Task to complete: Extend the article on John Boehner's memoir, starting right after its final sentence.

Document passage:
################

John Boehner On The ‘Noisemakers’ Of The Republican Party – NPR

John Boehner, pictured in 2016, was speaker of the House during the Obama presidency. He says he sometimes went along with things he personally opposed because it was what members of his party wanted. David Paul Morris/Bloomberg via Getty Images hide caption

John Boehner, pictured in 2016, was speaker of the House during the Obama presidency. He says he sometimes went along with things he personally opposed because it was what members of his party wanted.

John Boehner says he couldn't win an election as a Republican these days.

"I think I'd have a pretty tough time," he says. "I'm a conservative Republican, but I'm not crazy. And, you know, these days crazy gets elected. On the left and the right."

Boehner has a new memoir, On the House, about his time in politics.

His refrain is familiar a retired politician bemoaning increased polarization and partisanship, laying the blame squarely on both parties though as a member of House Republican leadership for much of his career, he has more experience and more stories about dealing with the "noisemakers" and "knuckleheads" within his own ranks.

Boehner was first elected to the House in 1990 as a firebrand conservative from Ohio, rising to become House speaker with the help of Republican Tea Party victories in the 2010 midterms. Until his retirement in 2015, he led a Republican caucus largely focused on undoing former President Barack Obama's signature health care overhaul even if it meant shutting down the government.

Boehner's memoir tells of his attempts through the years to corral his members. As he tells Steve Inskeep on Morning Edition, often that meant going in directions he personally opposed.

He relates the situations to one of his folksy sayings "Boehnerisms" that says, "A leader without followers is just a man taking a walk."

"There were a couple of times where I found myself taking a walk. And I was going one direction, the team was going some other direction," Boehner says.

One of those times came in 2013, when Texas Sen. Ted Cruz and other hard-line Republicans forced a government shutdown in a failed attempt to defund the Affordable Care Act.

"And even though I didn't really want to go the direction where the team's going, they were the ones who elected me to be the leader and I had an obligation to go lead them," Boehner tells NPR. "So that means I had to go jump out in front of them, even if I thought what they were trying to do really made not a whole lot of sense."

Boehner's retirement in 2015 allowed him to avoid working with former President Donald Trump in the White House. By the time of Trump's swearing in, Boehner writes that he was "not sure I belonged to the Republican Party he created."

################

Listed entries:

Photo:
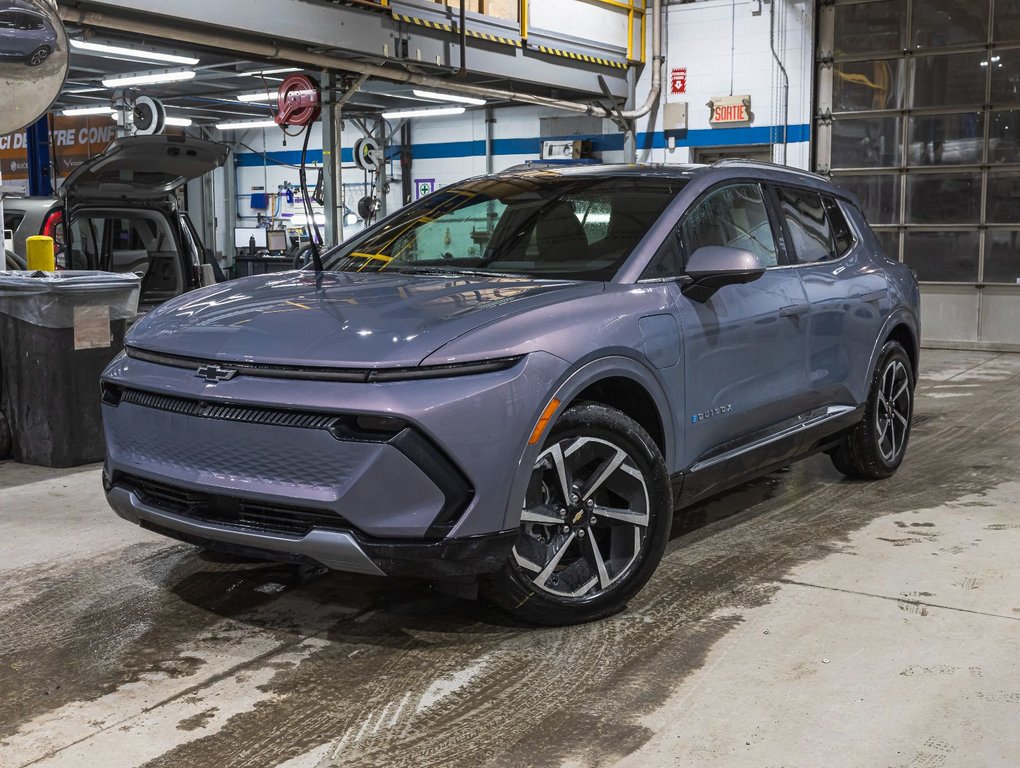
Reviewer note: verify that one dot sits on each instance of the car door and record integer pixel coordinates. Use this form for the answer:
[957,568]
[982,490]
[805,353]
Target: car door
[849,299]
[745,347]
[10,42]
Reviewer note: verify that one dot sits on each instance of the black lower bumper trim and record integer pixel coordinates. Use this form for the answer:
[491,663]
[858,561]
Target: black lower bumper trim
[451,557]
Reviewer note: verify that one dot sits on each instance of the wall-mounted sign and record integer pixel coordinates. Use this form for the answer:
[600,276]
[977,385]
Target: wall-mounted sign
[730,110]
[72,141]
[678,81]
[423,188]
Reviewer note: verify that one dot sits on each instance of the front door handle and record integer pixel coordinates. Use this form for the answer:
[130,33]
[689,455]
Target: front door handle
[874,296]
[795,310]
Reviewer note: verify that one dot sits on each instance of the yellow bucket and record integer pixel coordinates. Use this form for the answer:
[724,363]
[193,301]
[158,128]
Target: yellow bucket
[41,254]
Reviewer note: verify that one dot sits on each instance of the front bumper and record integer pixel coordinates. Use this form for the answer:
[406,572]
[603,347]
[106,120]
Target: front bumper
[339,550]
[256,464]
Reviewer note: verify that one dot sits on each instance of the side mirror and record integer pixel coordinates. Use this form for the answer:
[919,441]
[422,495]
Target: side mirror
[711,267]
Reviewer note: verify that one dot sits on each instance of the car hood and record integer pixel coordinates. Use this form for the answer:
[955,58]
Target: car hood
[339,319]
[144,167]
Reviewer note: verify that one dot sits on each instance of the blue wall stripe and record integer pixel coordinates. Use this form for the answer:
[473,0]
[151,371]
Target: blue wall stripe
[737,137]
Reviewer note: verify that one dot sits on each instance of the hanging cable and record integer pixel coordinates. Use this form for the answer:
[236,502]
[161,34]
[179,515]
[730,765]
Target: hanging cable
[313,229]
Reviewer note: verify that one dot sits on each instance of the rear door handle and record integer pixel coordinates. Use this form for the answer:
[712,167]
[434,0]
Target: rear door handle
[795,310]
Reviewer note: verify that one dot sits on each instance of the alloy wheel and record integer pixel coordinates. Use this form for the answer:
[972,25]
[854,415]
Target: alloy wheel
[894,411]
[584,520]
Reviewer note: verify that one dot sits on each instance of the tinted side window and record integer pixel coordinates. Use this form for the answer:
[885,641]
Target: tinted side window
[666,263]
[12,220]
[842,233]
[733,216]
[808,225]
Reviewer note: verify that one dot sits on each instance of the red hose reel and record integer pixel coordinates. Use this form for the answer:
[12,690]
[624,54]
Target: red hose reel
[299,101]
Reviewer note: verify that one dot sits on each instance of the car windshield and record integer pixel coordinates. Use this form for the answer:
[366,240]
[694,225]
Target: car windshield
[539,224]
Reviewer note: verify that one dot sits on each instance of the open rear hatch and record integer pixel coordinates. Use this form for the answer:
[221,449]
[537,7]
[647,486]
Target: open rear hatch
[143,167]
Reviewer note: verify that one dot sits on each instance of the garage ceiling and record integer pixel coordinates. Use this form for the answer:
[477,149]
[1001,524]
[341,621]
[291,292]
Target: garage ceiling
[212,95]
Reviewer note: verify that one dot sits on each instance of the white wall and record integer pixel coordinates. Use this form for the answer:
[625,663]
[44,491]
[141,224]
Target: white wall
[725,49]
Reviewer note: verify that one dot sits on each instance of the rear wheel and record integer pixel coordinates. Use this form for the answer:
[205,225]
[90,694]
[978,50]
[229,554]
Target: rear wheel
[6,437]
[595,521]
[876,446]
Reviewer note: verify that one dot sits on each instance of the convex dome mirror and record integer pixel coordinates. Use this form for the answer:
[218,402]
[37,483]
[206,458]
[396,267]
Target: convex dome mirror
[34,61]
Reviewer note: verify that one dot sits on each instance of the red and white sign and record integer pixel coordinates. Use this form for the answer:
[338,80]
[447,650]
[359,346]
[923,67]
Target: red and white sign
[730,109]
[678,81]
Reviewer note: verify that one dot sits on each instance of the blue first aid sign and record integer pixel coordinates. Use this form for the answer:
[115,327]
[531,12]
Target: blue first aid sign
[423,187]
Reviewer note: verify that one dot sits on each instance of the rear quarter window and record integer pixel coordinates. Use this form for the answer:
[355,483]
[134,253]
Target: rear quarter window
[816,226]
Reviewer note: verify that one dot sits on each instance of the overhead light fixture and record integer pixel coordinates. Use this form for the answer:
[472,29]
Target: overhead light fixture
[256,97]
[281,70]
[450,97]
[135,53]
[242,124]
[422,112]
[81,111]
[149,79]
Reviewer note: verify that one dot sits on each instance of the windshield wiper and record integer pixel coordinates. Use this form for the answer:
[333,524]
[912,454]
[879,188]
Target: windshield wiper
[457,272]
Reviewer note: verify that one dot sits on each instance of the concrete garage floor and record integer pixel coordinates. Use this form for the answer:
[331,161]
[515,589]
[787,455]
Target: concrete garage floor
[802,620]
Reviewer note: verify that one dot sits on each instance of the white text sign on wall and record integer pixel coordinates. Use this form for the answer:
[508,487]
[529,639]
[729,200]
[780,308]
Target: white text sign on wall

################

Exercise response:
Boehner tells NPR that when Trump refused to accept his election loss, "he really abused the loyalty and trust that his voters and supporters placed in him."

Here are excerpts of the interview, edited for length and clarity.

You describe the way that you ran meetings when you were speaker of the House or really in any leadership position. You say that the key thing was to listen to other people and figure out what was on their minds and which way the room was going.

Well, I was in the sales and marketing business before I got into politics and learned a few things about sales. The most important thing about a salesman is not his ability or her ability to talk. It's their ability to listen. Because if you're listening to the person across the desk, you have a pretty good idea what it is they're looking for and you can figure out a way to get there.

And no different in politics, because in politics especially in the Congress you've got this large body of people that you're trying to move in a particular direction. You really can't even begin to move them until you understand where they are and why they are where they are.

Your party captured the House in 2010. It was driven by the Tea Party movement. You make it clear that there are a lot of people in the Tea Party movement that you consider "crazies." But at the time, you made sure there was no distance, no gap between mainstream Republicans and Tea Party types. You knew that was the way to power.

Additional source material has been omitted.